Kaynak Metin -
==================================================
“Bu ülke insana kendisiyle ilgilenmeye, kendisiyle ilgili planlar yapmaya, hayaller kurmaya izin vermiyor” dedi bir arkadaşım.
BAWER ÇAKIR
bawercakir@gmail.com
Türkiye’den kilometrelerce uzakta, salaş bir barın mum ışığıyla aydınlanan masasında konuşuyorduk. İkimiz de bunca yıldan sonra, artık yaşamadığımız ve dönmeyi düşünmediğimiz bu ülkenin, artık bizim olduğuna dair hiçbir inancımızın kalmadığı ‘dört yanı düşmanla çevrili’ olduğuna inandırıldığımız, bu nedenle herkesten nefret etmeyi öğrendiğimiz bu cehennemin neden hayatlarımızı hâlâ ve hâlâ etkilediğini, neden beynimizi meşgul ettiğini, kalbimizi sıkıştırdığını anlamaz anlamaz konuşuyorduk.
==================================================
Sağlanan Veriler -

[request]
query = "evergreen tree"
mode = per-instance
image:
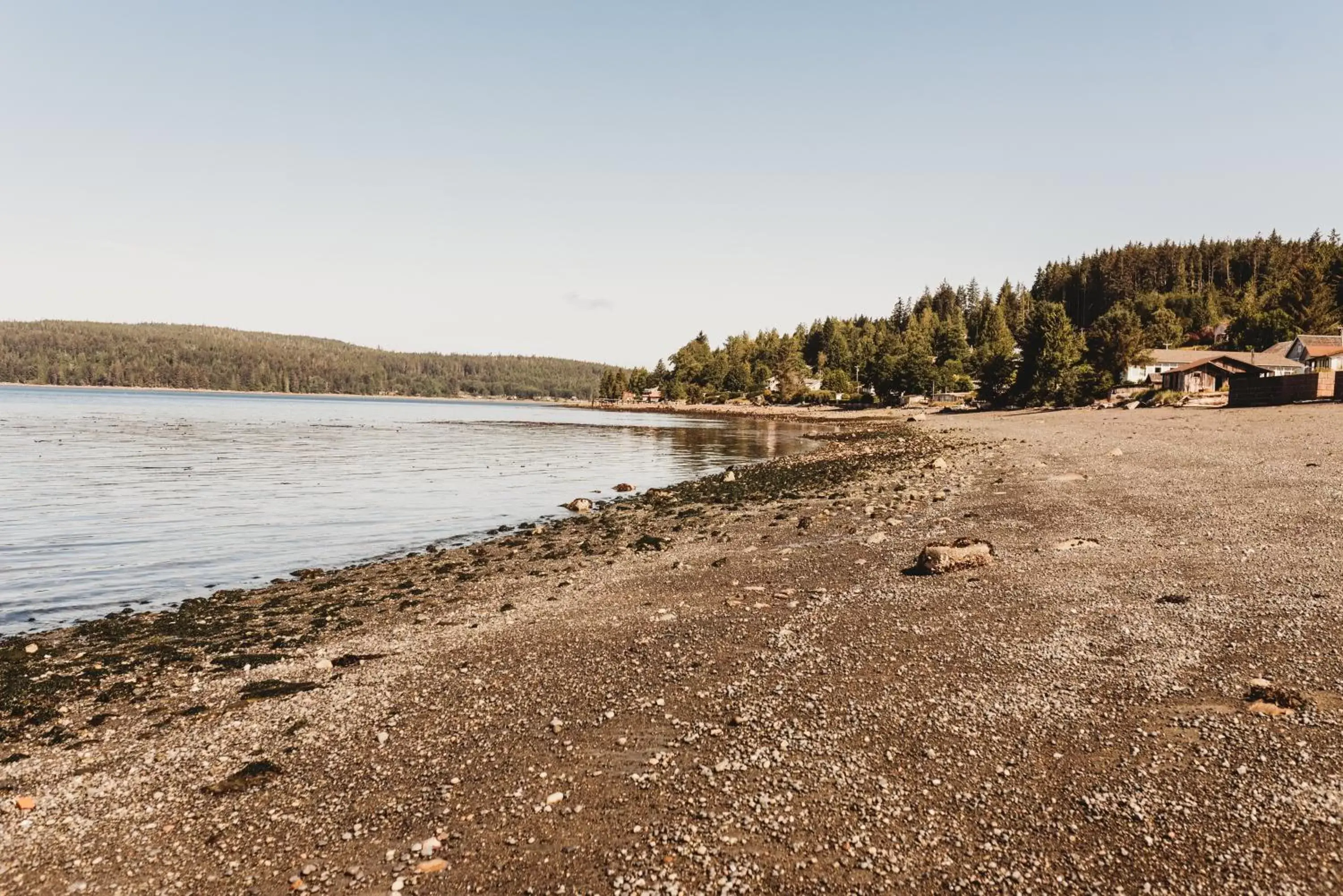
==================================================
Görev 1 - Yurt dışındaki bir barda geçen konuşmayı anlatan kaynak metni iki cümleyle özetleyin.
Görev 2 - Yurt dışındaki bir barda geçen konuşmayı anlatan kaynak metni, son cümlesinden sonra sürdürün.

Alıştırma Yanıtı 1 - Bir arkadaş, bu ülkenin insana kendisiyle ilgilenmeye, kendisiyle ilgili planlar yapmaya ve hayaller kurmaya izin vermediğini söyler. Anlatıcı ile arkadaşı, Türkiye'den kilometrelerce uzakta salaş bir barda, artık yaşamadıkları ve dönmeyi düşünmedikleri bu ülkenin hayatlarını neden hâlâ etkilediğini, beyinlerini neden meşgul ettiğini ve kalplerini neden sıkıştırdığını anlayamadan konuşmaktadır.

Alıştırma Yanıtı 2 -
Laf lafı açıyordu açmasına ama her laf dönüp dolaşıp o gün olmuş olan onlarca berbat şeye geliyordu. “Bir gün içinde ne kadar çok şey oluyor ve hepsi de boktan. Bir olayı idrak edip anlamaya başladığımız anda başka bir saçmalık cereyan ediyor ve hoop anında onun içine düşüp debelenmeye başlıyoruz. Birkaç saat sonra bir başkası, sonra bir başkası...” dedim. ‘Ne kadar yorucu değil mi’ dedi hemen ardımdan. Hayır diyemedim. Çünkü çünkü hakikat bu idi; gündem gündem üstüne... Payımıza düşen sadece altında ezilmek, biraz kafa patlatmak ve pestilimiz çıkmış halde bir diğer gündeme koşup çıkmış pestilimizi orada mundar etmek. Birinci görevi Türk istikbalini ilelebet muhafaza etmek olan bizlerin rolü de buydu. Kaytan bıyıklı, vizyonsuz, bencil, ‘erkek’ siyasetçilerin mahvettiği hayatlarımızı, hayallerimizi derdest edip o gümbürtüde kaybolmak.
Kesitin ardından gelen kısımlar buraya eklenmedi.